Written problem →
Please reproduce the lines of the listing below, starting from the line containing "Pop quiz! Can you mark the palm" and continuing through the end of the listing, with both ends included.

-- Input start --

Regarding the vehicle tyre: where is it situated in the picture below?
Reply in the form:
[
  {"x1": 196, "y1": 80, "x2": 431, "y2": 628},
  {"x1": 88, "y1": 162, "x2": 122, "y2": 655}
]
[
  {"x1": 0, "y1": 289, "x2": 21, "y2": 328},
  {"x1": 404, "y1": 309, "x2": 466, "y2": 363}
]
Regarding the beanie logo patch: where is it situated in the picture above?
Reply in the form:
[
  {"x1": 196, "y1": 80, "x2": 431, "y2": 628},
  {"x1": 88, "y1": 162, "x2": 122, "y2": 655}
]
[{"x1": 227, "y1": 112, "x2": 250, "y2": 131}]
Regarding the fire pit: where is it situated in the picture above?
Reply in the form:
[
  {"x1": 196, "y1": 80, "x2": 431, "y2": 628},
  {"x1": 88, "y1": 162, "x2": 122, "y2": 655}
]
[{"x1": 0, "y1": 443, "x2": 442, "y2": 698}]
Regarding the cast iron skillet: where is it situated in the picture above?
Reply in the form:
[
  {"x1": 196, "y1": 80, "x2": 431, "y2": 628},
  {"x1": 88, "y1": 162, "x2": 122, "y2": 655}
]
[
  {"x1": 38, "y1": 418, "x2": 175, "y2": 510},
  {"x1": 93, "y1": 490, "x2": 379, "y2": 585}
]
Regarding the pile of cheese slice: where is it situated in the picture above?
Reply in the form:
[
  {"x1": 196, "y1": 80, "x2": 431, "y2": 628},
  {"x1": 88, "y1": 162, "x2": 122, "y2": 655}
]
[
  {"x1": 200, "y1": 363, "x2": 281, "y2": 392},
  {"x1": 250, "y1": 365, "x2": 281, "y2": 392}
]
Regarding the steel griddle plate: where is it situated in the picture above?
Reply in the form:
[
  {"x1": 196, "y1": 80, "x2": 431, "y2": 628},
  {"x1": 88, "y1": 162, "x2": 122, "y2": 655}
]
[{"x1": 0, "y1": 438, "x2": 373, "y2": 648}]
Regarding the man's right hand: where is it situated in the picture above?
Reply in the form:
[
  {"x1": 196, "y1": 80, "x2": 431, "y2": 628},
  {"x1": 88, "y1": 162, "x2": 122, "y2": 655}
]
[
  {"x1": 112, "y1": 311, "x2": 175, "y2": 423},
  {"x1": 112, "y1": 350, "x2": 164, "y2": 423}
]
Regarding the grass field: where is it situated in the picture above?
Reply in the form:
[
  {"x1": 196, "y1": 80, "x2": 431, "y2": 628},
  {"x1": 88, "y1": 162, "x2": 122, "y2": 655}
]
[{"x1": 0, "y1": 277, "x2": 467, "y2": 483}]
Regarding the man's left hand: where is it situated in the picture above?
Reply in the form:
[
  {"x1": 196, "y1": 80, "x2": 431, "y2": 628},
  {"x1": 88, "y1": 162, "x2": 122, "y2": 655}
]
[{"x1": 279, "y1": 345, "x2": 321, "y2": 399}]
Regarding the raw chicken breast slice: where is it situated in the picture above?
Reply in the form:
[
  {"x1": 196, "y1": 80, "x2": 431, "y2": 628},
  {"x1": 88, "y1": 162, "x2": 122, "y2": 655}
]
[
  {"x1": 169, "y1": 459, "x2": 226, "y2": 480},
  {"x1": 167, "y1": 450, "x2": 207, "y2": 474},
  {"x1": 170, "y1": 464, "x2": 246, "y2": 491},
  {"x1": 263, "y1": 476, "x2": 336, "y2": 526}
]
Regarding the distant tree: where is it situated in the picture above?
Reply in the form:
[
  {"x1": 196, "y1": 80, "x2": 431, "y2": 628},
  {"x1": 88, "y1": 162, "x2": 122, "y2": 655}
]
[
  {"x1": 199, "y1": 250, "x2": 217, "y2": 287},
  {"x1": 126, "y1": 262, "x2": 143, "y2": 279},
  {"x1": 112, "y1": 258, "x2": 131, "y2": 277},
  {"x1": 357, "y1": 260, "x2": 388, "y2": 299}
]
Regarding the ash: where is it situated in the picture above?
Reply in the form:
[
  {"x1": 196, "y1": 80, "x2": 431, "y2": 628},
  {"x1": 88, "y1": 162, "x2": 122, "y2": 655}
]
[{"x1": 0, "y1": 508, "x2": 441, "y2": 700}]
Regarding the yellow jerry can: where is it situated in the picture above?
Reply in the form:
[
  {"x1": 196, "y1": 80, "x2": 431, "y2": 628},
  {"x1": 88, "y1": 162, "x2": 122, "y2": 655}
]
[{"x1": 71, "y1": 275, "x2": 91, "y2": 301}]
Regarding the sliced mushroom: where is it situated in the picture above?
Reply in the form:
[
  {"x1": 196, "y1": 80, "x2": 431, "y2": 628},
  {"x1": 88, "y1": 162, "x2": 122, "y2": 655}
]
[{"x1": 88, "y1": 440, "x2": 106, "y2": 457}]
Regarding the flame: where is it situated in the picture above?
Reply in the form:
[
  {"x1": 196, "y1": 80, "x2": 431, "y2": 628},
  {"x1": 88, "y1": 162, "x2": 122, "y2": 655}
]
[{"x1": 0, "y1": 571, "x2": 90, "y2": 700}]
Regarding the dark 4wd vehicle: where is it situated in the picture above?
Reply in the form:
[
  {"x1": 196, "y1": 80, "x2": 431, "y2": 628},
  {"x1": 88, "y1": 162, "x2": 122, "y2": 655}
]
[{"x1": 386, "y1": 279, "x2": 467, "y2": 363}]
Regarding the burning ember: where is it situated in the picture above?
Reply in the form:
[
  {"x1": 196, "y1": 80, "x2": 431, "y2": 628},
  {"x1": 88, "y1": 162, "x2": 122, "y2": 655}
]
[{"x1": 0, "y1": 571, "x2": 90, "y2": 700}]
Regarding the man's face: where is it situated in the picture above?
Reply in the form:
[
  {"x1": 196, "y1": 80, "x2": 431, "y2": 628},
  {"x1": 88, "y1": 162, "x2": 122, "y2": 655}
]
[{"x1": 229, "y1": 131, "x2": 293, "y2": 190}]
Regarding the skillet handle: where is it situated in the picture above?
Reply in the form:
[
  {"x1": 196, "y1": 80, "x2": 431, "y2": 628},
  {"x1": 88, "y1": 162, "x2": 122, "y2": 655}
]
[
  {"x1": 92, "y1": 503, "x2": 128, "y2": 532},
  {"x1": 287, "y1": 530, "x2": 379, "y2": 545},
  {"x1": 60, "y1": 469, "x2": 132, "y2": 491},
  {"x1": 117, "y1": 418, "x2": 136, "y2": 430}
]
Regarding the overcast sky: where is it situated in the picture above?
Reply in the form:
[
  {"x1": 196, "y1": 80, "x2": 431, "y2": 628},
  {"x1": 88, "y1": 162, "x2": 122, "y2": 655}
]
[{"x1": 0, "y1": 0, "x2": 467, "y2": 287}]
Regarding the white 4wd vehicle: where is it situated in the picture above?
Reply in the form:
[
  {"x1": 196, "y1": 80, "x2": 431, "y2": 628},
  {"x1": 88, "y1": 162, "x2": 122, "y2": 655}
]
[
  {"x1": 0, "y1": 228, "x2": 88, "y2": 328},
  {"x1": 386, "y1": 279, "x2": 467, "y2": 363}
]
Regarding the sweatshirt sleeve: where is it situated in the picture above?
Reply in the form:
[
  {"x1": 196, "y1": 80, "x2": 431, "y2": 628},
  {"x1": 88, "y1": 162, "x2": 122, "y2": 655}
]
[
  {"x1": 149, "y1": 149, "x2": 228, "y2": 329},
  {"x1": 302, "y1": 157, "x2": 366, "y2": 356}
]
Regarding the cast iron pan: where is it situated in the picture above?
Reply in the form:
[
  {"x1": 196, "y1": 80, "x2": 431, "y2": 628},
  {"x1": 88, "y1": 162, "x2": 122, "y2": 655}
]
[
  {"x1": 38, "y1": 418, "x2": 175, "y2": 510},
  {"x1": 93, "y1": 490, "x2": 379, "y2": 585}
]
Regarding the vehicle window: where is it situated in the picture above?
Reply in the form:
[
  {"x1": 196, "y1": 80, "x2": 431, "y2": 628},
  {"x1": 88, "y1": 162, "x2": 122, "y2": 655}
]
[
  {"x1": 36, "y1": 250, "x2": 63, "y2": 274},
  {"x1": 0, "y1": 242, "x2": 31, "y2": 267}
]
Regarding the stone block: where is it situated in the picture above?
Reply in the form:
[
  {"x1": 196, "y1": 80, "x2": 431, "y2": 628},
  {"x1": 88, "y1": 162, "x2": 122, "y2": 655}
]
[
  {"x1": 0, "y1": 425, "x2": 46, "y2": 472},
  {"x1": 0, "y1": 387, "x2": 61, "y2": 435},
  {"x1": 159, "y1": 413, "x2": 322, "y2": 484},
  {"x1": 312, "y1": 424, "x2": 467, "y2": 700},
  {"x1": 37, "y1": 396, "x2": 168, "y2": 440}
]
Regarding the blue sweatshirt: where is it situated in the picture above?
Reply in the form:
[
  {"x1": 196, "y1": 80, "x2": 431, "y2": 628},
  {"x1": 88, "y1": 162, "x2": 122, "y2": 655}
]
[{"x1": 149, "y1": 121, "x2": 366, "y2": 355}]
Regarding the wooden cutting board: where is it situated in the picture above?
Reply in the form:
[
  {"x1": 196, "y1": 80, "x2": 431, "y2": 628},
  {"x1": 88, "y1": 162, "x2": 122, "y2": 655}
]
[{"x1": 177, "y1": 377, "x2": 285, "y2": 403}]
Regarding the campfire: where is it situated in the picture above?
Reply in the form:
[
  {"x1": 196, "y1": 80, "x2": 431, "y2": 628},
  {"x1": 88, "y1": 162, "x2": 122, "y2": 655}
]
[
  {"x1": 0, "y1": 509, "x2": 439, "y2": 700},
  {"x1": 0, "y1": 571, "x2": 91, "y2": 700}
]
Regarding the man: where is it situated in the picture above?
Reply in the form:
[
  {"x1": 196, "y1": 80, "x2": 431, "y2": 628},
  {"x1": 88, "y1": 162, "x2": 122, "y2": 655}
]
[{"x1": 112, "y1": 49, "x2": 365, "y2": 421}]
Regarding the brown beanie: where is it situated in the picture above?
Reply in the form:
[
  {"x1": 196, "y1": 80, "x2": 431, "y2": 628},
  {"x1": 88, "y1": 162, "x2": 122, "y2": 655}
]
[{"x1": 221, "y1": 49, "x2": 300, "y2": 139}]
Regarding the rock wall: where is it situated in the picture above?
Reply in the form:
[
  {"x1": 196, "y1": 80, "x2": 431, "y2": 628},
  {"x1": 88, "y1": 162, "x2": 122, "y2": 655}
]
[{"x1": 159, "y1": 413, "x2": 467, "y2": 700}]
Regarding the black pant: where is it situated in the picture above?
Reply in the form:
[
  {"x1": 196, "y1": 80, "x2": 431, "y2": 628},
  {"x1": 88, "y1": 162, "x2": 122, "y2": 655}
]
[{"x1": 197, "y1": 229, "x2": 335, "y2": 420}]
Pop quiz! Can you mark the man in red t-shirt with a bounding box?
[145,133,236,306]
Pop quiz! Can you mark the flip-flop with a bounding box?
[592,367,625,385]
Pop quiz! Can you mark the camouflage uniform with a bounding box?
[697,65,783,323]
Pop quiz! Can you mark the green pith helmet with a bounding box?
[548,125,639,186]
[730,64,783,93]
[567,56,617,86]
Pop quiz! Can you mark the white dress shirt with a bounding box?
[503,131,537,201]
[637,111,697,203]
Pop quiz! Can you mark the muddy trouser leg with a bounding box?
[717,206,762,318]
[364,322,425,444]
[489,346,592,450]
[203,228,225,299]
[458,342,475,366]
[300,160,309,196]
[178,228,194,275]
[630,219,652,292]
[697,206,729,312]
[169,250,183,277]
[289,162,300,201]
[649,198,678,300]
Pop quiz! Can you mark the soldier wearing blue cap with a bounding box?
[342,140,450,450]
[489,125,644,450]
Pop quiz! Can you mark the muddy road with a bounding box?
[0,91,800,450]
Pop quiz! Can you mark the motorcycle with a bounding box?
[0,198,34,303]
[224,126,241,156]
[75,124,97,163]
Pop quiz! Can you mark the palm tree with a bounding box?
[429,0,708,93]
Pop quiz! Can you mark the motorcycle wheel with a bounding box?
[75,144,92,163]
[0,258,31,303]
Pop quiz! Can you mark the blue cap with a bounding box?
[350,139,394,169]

-- Input end --

Written answer →
Pop quiz! Can you mark the palm tree with a bounding box?
[429,0,708,93]
Pop quiz! Can you mark the motorcycle wheel with a bounding box?
[75,144,92,163]
[0,258,31,303]
Pop quiz! Can you mark the blue cap with a bounding box?
[350,139,394,169]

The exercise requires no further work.